BEGIN EXTRACT PROVIDED

It’s likely easier to shield a castle from actual intruders than it is to defend its reputation. At least that’s the case for a few fortresses scattered throughout Europe which are in the running for the title of “world’s largest castle,” including Malbork Castle in northern Poland.

While a quick Google search shows a difference of opinion (and math, apparently) when it comes to which one ultimately deserves bragging rights, popular opinion is that Malbork Castle is the rightful winner—at least when inserting nouns like “brick” and “gothic” into the mix.

Malbork Castle, Poland

Where is Malbork Castle?

This Polish castle is found near the coastal city of Gdansk, which is a popular stop for cruise ships navigating the Baltic Sea. It’s possible to do a Malbork Castle tour in just half a day, since the drive out to Malbork takes less than an hour. This makes it one of the most popular day trips from Gdansk, and some people travel from as far as Warsaw to see this spectacle.

Malbork Castle, Poland

Malbork Castle facts

Completed in the early 1400s by the Teutonic Knights of the German military order, Malbork Castle sprawls out over 52 acres and is considered the largest brick structure ever built with human hands. Those Germans sure didn’t mess around! Originally named Marienburg (Mary’s Castle), the mammoth complex made up of three separate castles is a masterpiece of fortification, and was used as the headquarters of the crusaders. At one point, approximately three thousand men were housed in the barracks.

Malbork Castle, Poland

A depiction of what the kitchen would have looked like

Throughout the ages, Malbork Castle served as a main military, economic and religious centre for the Great Masters of the Order, before changing hands and becoming the residence of Polish rulers. During the Prussian period, it was severely under utilized as warehouse space despite its enviable location on the banks of the Nogat River, marking the beginning of its demise.

Malbork Castle, Poland

Statues of the Grand Masters

Malbork Castle history

Unfortunately, even a compound as fortified as Malbork Castle couldn’t escape the horrors of World War II, and in 1945 it was badly damaged to the point it was reduced to little more than ruins. Thanks to a gargantuan undertaking, it has since been raised from the ashes and painstakingly rebuilt, earning a UNESCO World Heritage Site designation in 1997 as well as being named one of Poland’s official historic monuments.

Malbork Castle, Poland

Malbork Castle, Poland

A courtyard

Today, visitors are welcome to roam the castle grounds, with many day-tripping from cities such as Gdynia or charming Gdańsk to explore the expansive courtyard and trek along the long corridors that branch off into exhibition halls adorned with armour, ceramics and even tapestries dating back to the 1500s.

END EXTRACT PROVIDED

## [REQUEST]
Summarize the Malbork Castle article in three sentences. The material after this point has no connection to the Malbork Castle article.

BEGIN SUPPLIED DATA

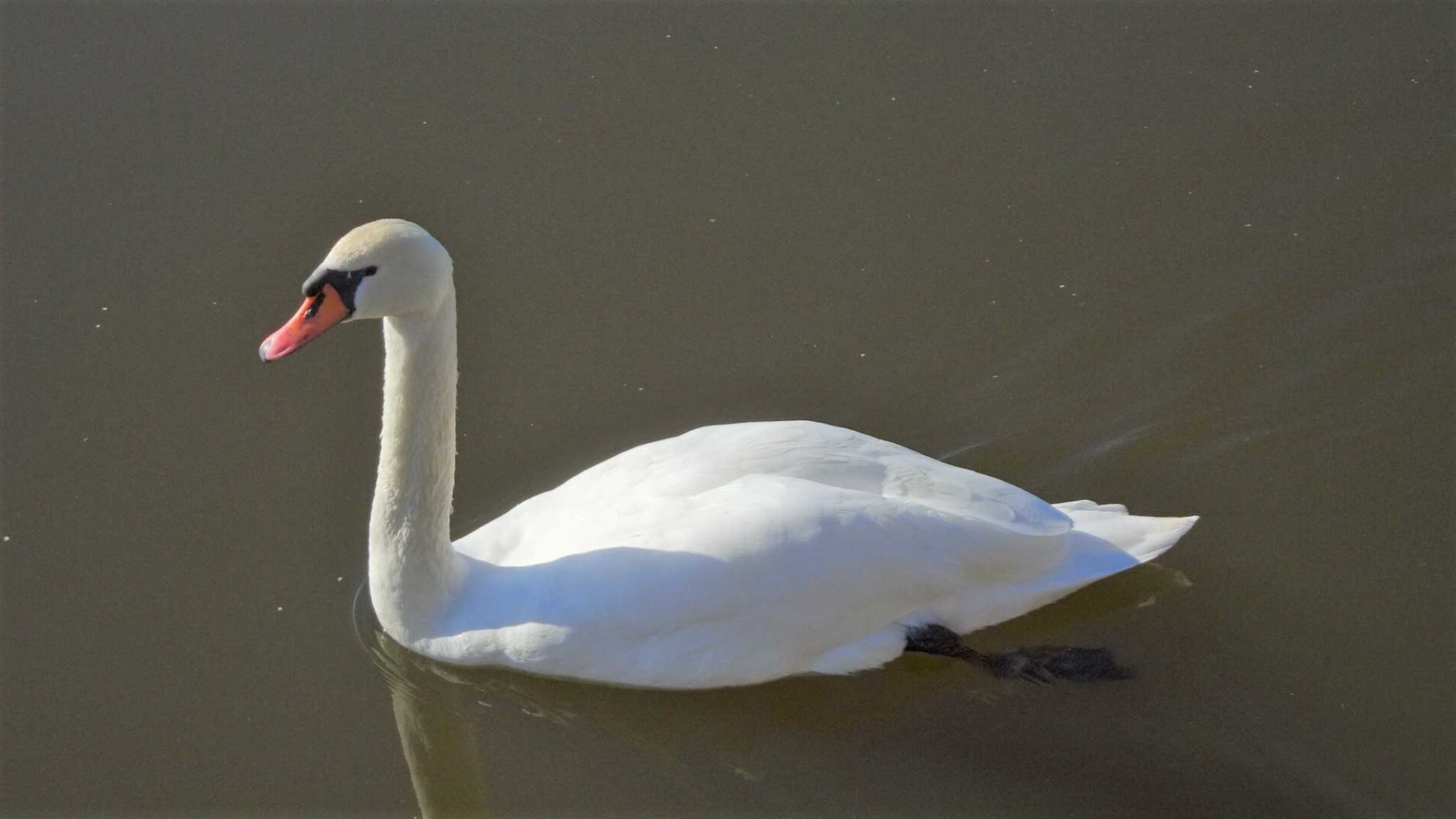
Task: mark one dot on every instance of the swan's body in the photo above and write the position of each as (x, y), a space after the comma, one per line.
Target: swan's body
(725, 556)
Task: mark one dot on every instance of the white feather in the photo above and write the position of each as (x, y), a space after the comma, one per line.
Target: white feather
(725, 556)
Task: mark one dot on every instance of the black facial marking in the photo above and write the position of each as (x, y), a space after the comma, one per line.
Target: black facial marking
(346, 282)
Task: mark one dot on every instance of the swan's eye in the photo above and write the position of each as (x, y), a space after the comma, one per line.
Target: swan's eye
(315, 305)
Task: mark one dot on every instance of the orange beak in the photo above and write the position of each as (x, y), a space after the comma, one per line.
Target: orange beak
(318, 314)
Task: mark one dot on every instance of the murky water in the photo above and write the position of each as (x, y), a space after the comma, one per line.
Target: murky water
(1196, 259)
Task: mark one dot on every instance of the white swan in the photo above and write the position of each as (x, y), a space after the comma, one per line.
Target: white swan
(725, 556)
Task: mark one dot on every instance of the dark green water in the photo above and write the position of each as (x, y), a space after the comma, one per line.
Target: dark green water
(1194, 258)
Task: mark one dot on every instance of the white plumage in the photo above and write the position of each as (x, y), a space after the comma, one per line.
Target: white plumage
(725, 556)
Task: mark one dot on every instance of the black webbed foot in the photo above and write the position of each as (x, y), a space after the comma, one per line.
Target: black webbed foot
(1037, 663)
(1050, 663)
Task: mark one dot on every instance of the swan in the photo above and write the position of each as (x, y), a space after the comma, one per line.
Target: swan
(727, 556)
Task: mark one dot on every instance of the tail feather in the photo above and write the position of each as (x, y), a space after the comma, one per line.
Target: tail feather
(1143, 538)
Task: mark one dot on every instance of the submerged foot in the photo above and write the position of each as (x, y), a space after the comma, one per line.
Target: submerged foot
(1037, 663)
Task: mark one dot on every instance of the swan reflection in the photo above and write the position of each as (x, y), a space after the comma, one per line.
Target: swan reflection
(469, 735)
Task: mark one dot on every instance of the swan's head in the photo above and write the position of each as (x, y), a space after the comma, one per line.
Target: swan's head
(383, 269)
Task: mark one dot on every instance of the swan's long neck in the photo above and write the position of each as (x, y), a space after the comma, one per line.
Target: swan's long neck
(412, 569)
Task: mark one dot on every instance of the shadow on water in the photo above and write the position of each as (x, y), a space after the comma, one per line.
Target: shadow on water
(450, 717)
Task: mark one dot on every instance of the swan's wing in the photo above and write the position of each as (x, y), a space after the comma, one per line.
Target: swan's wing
(622, 500)
(743, 582)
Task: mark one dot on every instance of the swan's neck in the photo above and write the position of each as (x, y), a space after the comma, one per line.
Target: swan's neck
(412, 569)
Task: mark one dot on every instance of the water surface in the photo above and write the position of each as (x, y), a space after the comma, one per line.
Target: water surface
(1196, 259)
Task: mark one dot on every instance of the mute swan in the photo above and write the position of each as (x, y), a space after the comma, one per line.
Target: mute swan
(725, 556)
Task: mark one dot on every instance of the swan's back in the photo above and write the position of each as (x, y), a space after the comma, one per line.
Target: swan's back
(628, 499)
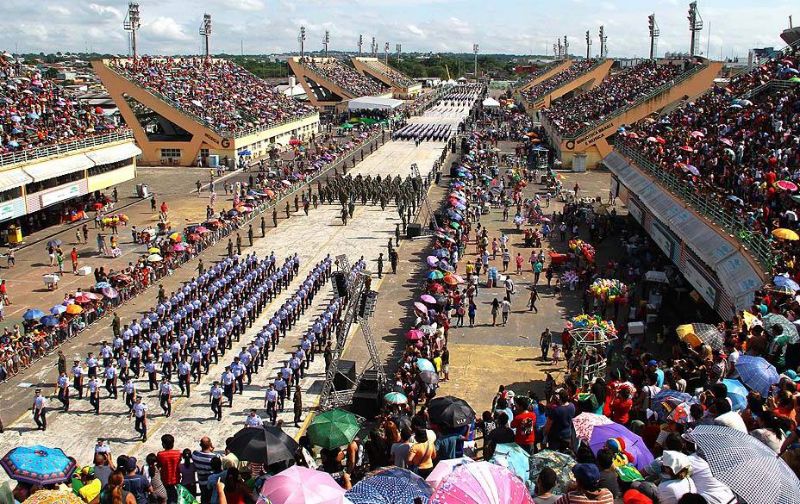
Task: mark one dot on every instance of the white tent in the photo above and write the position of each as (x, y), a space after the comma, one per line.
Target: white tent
(373, 103)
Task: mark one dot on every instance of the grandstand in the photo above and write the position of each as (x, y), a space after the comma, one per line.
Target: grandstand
(330, 83)
(198, 111)
(54, 149)
(579, 126)
(403, 86)
(712, 180)
(541, 74)
(579, 76)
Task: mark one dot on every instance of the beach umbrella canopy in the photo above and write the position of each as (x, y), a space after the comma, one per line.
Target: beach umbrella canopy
(33, 314)
(586, 422)
(38, 465)
(395, 398)
(390, 485)
(748, 466)
(514, 458)
(444, 468)
(559, 462)
(633, 443)
(785, 234)
(757, 373)
(699, 334)
(425, 365)
(333, 428)
(74, 309)
(265, 445)
(784, 331)
(301, 485)
(449, 411)
(481, 483)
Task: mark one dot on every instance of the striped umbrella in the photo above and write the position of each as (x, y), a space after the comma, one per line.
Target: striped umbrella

END SUPPLIED DATA

## [RIGHT ANSWER]
Malbork Castle, near Gdansk in northern Poland, is a contender for the title of world's largest castle and is considered the largest brick structure ever built by human hands, covering 52 acres. The Teutonic Knights completed it in the early 1400s, and it later became a residence of Polish rulers before being underused as warehouse space during the Prussian period. After being badly damaged in 1945, it was rebuilt and named a UNESCO World Heritage Site in 1997, and visitors can now explore its courtyard and exhibition halls.